─── Items

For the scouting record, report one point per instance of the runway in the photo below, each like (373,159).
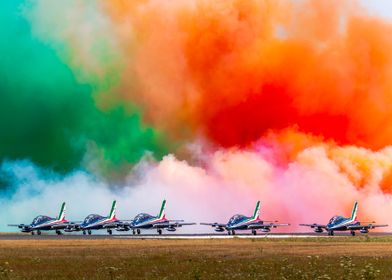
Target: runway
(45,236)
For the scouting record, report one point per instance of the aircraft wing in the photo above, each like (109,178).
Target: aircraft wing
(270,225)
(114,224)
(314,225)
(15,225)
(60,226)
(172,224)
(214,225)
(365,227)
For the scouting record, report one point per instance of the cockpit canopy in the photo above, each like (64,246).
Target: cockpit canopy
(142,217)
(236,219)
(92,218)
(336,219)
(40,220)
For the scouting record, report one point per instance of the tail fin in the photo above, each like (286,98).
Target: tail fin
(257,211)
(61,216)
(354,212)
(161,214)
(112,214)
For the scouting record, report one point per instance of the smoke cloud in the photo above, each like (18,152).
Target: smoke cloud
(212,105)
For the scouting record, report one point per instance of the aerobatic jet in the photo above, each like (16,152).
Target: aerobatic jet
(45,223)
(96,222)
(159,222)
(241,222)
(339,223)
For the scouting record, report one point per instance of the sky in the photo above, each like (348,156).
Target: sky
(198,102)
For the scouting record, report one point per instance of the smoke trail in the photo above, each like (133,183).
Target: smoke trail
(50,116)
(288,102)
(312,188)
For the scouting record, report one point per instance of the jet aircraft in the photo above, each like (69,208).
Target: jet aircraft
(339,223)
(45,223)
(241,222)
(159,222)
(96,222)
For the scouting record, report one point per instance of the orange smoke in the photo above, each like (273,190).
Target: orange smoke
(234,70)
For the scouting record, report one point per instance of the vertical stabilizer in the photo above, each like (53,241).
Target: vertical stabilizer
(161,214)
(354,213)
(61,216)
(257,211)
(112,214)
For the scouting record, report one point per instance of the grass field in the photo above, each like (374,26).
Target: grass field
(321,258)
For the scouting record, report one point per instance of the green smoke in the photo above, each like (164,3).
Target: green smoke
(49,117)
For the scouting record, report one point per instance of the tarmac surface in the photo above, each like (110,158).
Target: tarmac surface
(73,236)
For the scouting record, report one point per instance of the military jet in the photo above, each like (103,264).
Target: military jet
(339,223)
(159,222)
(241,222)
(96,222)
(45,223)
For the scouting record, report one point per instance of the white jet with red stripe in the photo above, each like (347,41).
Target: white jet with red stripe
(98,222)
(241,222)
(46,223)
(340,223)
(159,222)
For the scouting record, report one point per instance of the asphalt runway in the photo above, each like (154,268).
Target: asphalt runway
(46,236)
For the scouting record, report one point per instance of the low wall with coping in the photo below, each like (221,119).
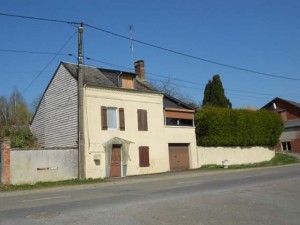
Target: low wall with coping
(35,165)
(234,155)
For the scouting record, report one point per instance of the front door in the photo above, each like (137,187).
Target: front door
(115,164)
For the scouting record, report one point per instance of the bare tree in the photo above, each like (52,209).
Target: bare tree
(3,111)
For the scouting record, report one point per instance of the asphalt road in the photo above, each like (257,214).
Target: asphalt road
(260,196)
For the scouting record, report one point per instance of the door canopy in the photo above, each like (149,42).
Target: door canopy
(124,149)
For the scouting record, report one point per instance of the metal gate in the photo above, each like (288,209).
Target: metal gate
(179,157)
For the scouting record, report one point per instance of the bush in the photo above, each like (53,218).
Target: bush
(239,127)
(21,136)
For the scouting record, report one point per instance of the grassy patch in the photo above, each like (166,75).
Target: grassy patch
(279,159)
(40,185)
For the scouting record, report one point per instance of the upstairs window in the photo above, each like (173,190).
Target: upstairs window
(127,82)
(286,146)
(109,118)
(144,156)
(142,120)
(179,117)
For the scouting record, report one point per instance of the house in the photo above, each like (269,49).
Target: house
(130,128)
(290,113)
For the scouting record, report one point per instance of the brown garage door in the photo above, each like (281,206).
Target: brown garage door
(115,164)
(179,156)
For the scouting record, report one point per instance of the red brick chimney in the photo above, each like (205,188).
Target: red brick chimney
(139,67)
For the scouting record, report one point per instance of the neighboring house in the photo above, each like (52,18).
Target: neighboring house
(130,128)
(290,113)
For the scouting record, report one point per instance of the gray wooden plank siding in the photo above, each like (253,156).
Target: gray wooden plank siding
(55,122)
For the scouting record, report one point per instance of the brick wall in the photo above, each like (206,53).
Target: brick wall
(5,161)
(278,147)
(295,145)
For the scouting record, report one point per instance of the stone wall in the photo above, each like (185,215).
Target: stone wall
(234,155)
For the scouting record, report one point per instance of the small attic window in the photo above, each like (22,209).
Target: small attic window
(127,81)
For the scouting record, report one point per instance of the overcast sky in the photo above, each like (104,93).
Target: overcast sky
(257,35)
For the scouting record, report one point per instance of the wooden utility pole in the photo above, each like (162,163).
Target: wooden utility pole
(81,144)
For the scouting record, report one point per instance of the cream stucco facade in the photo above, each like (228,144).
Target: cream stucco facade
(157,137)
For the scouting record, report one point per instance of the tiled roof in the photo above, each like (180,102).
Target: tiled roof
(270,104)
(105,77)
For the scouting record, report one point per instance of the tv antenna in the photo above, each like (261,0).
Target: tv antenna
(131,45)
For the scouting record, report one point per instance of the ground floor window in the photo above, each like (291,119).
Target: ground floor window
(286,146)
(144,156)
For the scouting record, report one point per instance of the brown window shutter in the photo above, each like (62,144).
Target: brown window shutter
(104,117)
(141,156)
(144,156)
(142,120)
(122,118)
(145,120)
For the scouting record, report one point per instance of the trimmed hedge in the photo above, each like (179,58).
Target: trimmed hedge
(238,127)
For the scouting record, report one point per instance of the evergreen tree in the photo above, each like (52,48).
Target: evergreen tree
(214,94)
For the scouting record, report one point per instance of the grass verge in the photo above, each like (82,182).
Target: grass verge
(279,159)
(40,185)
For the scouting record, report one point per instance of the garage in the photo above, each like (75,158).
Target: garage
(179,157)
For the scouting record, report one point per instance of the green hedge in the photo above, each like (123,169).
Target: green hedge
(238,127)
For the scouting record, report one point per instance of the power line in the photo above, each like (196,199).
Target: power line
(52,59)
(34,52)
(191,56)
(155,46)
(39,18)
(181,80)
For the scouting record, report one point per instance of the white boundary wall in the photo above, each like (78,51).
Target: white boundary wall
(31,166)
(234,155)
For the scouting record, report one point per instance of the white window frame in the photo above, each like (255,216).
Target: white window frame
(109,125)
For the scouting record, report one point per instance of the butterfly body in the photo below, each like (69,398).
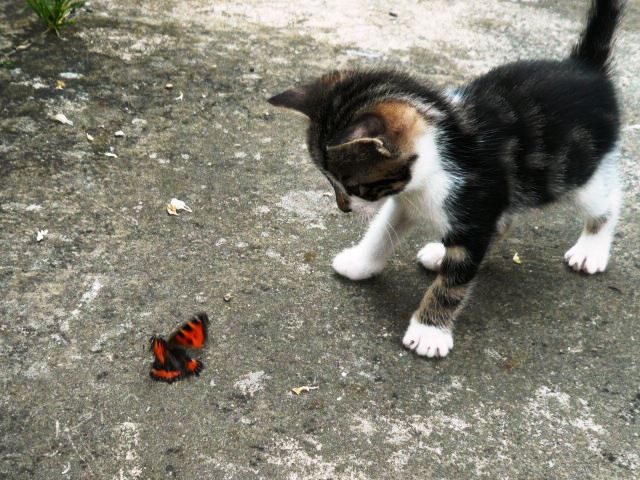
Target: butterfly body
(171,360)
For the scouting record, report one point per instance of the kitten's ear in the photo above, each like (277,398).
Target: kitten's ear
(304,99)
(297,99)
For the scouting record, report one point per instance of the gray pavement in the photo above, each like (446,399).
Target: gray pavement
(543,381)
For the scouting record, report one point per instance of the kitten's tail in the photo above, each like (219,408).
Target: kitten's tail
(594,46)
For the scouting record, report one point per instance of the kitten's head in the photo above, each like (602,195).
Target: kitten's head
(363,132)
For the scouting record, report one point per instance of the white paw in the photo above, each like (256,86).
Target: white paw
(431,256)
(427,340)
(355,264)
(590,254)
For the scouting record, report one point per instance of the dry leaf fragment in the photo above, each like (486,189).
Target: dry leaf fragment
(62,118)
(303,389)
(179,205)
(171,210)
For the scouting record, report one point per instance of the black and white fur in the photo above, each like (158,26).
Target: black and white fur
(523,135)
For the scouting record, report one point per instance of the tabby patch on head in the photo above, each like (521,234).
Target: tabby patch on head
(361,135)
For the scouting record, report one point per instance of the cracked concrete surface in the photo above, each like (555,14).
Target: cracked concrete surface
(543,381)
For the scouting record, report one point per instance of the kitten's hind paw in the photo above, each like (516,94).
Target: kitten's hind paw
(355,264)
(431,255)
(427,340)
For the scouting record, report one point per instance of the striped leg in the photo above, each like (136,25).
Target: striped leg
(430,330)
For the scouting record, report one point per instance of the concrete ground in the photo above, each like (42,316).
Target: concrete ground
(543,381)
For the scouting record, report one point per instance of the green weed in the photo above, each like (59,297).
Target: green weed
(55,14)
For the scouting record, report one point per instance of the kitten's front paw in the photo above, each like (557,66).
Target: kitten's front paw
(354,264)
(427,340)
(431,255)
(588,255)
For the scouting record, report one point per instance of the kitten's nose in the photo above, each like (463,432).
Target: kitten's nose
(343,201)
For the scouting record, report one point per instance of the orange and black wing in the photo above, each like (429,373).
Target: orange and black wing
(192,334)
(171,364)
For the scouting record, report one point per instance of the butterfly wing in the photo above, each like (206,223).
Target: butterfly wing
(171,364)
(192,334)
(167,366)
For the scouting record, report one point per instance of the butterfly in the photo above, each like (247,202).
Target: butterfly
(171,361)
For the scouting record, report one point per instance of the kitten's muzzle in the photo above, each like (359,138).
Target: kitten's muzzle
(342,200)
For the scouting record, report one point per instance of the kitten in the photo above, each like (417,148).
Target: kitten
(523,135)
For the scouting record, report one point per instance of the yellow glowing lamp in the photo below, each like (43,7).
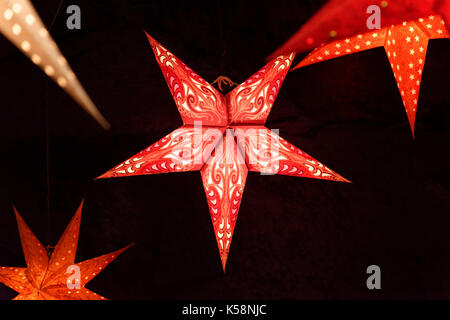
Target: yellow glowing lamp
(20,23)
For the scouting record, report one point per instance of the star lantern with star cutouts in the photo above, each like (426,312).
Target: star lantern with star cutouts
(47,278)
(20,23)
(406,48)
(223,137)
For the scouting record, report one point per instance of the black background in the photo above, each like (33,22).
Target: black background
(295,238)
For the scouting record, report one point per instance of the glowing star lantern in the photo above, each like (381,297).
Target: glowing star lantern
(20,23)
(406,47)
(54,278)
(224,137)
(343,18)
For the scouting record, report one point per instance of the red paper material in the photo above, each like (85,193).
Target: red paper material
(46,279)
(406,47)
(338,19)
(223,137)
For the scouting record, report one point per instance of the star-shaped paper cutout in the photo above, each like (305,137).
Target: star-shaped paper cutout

──────

Copy out exactly the lines between the line with "each like (33,22)." and the last line of the entries, counting both of those lines.

For the scouting record, report one point per instance of the black background in the photo above, each like (33,22).
Target: black background
(295,238)
For the scouting record, report one point per instance of the glowing star lantern in the photo above, each like (381,297).
Target: glowing star lantern
(20,23)
(406,47)
(54,278)
(224,137)
(343,18)
For the scouting record, report one point per instance of the red paper material in the photo above, each like (85,193).
Target: red paper material
(46,279)
(406,47)
(338,19)
(223,137)
For the scouting record, report one point per instance of the star-shaped paper cutout in the photo above, each like (305,137).
Target: star-shaped paper cutout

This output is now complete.